AIM OF THE TASK — Set down every record below exactly as written.

INFORMATION SUPPLIED —
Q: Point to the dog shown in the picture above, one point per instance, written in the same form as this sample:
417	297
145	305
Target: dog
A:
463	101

TASK OUTPUT —
Q: Point to the dog shown in the picture above, one point per instance, written in the same form as this sample:
417	297
145	305
Target: dog
A:
463	101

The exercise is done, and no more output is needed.